● Objective: Extract every line below, verbatim.

--- The records ---

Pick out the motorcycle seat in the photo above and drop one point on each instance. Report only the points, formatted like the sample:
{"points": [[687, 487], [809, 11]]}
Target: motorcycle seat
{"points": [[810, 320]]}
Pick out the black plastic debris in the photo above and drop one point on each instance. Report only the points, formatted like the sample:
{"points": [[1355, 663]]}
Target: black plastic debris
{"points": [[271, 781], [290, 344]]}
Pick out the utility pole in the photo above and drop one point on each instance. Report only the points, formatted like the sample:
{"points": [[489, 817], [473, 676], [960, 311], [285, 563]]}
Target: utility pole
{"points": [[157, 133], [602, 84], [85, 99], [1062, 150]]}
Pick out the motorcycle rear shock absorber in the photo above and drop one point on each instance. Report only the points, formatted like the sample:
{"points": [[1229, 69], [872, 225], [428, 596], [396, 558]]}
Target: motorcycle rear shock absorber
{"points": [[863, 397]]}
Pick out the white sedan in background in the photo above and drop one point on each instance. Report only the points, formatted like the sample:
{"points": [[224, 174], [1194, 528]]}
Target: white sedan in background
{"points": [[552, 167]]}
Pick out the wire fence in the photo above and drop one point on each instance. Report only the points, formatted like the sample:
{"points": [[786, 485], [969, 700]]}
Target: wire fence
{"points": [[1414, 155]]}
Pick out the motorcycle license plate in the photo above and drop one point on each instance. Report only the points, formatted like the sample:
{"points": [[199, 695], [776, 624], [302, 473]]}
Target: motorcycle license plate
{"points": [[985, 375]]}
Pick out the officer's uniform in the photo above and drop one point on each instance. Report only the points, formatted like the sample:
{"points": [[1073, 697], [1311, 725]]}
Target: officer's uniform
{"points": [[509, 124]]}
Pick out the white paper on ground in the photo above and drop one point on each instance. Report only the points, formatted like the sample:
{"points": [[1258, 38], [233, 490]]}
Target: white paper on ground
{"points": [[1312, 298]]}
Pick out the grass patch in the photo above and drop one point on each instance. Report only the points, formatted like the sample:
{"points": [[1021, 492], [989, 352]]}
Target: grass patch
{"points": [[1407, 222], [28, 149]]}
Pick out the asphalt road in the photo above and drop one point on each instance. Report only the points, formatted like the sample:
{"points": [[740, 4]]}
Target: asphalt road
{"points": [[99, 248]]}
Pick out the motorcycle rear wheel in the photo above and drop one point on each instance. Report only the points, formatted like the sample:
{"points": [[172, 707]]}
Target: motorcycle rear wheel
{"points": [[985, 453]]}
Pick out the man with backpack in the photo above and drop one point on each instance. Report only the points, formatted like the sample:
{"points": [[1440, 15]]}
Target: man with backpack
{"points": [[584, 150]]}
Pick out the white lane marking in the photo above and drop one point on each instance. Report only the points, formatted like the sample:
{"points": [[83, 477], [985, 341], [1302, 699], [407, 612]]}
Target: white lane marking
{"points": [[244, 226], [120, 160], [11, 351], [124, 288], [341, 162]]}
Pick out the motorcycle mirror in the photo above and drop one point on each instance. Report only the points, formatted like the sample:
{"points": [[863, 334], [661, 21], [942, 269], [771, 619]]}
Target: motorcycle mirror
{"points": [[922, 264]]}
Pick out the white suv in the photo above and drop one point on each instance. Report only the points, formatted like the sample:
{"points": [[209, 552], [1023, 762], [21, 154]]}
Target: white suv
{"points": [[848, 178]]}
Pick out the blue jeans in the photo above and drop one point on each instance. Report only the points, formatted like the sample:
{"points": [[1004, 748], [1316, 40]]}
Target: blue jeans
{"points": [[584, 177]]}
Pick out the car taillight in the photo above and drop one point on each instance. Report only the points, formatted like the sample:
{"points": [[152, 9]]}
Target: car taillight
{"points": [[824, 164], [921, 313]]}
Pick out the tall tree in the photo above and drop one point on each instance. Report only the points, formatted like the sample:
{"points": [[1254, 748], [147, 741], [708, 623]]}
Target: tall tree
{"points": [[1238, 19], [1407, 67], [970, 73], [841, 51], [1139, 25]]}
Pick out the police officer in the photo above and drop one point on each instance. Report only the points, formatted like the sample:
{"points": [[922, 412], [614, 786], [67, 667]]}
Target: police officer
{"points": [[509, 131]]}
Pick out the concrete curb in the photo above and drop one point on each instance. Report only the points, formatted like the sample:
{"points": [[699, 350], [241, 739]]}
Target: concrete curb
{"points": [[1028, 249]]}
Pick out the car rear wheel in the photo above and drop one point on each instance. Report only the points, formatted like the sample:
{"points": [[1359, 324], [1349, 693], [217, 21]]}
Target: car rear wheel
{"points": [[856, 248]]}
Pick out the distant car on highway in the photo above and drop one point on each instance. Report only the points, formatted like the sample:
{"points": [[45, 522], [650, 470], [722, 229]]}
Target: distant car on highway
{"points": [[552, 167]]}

---

● Expected answer:
Pick out the motorcycle seat in the photo above and drop one point on each instance. Report only the points, formatted like the sample:
{"points": [[687, 487], [809, 11]]}
Target: motorcycle seat
{"points": [[810, 320]]}
Pick out the black plastic debris in the photo above and drop one point on each instance. Report only the points, formatted like the sample:
{"points": [[1355, 663]]}
Target: black plastic debris
{"points": [[271, 781], [290, 344]]}
Pick out the utility pole in the photo above and drop one point on each instance. Report only the points, formatted like the sample:
{"points": [[489, 817], [473, 676], [960, 311], [285, 563]]}
Target: utility pole
{"points": [[157, 133], [602, 84], [85, 99], [1062, 150]]}
Pick out the motorcycle rear shock absorber in the photo above and drop one point on each instance. Report only the points, formatted like the sample:
{"points": [[1229, 69], [872, 225], [428, 596], [396, 558]]}
Target: motorcycle rear shock absorber
{"points": [[863, 397]]}
Pick out the white sedan in background in the photo above and drop one point on each instance. Report only the points, formatted like the sample:
{"points": [[224, 174], [1194, 528]]}
Target: white sedan in background
{"points": [[552, 167]]}
Pick out the wire fence in the photo above and drop one point on each instance. Report only the points, formatted like the sample:
{"points": [[786, 485], [969, 700]]}
Target: wire fence
{"points": [[1414, 155]]}
Pick out the motorcycle license plate in the photo above and drop one point on each instance. Report only the points, formatted like the sample:
{"points": [[199, 695], [776, 624], [302, 473]]}
Target: motorcycle license plate
{"points": [[985, 375]]}
Pick out the officer's uniform in the photo above and drop one point on each instance. Report only the points, formatted like the sample:
{"points": [[1073, 697], [1311, 725]]}
Target: officer's uniform
{"points": [[509, 124]]}
Pick out the white paper on ground in the photo above and drop one point on each instance. Report only the points, formatted like the sample:
{"points": [[1258, 38], [233, 490]]}
Target: white paper on ground
{"points": [[1312, 298]]}
Pick out the grass patch in the photo above and drop one point on each instance. Report only the points, formatted like the sample:
{"points": [[1021, 492], [989, 352]]}
Target: grass patch
{"points": [[1407, 222], [28, 149]]}
Pick out the asphalt road in the photo above and drop one point on each instance. Report only the points, formatted like the sample:
{"points": [[740, 4]]}
Target: asphalt road
{"points": [[99, 248]]}
Pick out the motorcycle rear wheel in the photo above and drop one point on each instance. Report only the points, formatted like the sample:
{"points": [[172, 707]]}
Target: motorcycle rear wheel
{"points": [[985, 453]]}
Pick out the man with backpack in the photo above and drop one point on each instance. Report only the points, formatted like the sample:
{"points": [[1440, 15]]}
Target: man with backpack
{"points": [[584, 150]]}
Pick out the white lane marking in the photo above and drop one point on each instance. Report only the points, formatted like the sample:
{"points": [[83, 477], [985, 341], [1302, 699], [407, 612]]}
Target: white lane marking
{"points": [[244, 226], [120, 160], [11, 351], [124, 288], [341, 162]]}
Pick out the motorcycle mirror in the photo above and drop one point on each instance. Report only the points, formatted like the sample:
{"points": [[863, 334], [661, 21], [942, 269], [771, 619]]}
Target: motorcycle mirror
{"points": [[922, 264]]}
Pick out the white suv in the photo above and drop one point on each instance. Report only the points, formatted like the sample:
{"points": [[209, 552], [1023, 762], [21, 154]]}
Target: white suv
{"points": [[848, 178]]}
Pick out the blue jeans in the photo above and drop one point on each instance. Report only the points, formatted like the sample:
{"points": [[1004, 748], [1316, 40]]}
Target: blue jeans
{"points": [[584, 177]]}
Pick out the car taillight in the photo above and drop one point on each instance. Report only the points, formatted like the sample:
{"points": [[152, 9]]}
Target: car taillight
{"points": [[824, 164], [921, 313]]}
Pick out the tall tree in the photo above and drop one point on each instance. Report only the points, formatted like the sample:
{"points": [[1254, 748], [147, 741], [708, 623]]}
Target: tall tree
{"points": [[1238, 19], [1407, 67], [970, 73], [841, 51], [1139, 25]]}
Pick out the police officer in the photo above and drop one point on each instance. Report only the points, formatted like the sample:
{"points": [[922, 412], [614, 786], [67, 667]]}
Target: police officer
{"points": [[509, 131]]}
Pick out the concrete curb in the photo above and drop one point on each instance. Report only the points, formatted like the sample:
{"points": [[699, 350], [241, 739]]}
Target: concrete curb
{"points": [[1028, 249]]}
Pick out the car rear wheel in the photo above and drop one point on each instance. Report only the points, formatted like the sample:
{"points": [[1359, 324], [1349, 693], [217, 21]]}
Target: car rear wheel
{"points": [[856, 248]]}
Pick out the distant car on highway in the photo above and drop one point on each instance. Report only the points, formatted like the sample:
{"points": [[45, 522], [650, 470], [722, 229]]}
Target: distant car on highway
{"points": [[552, 167]]}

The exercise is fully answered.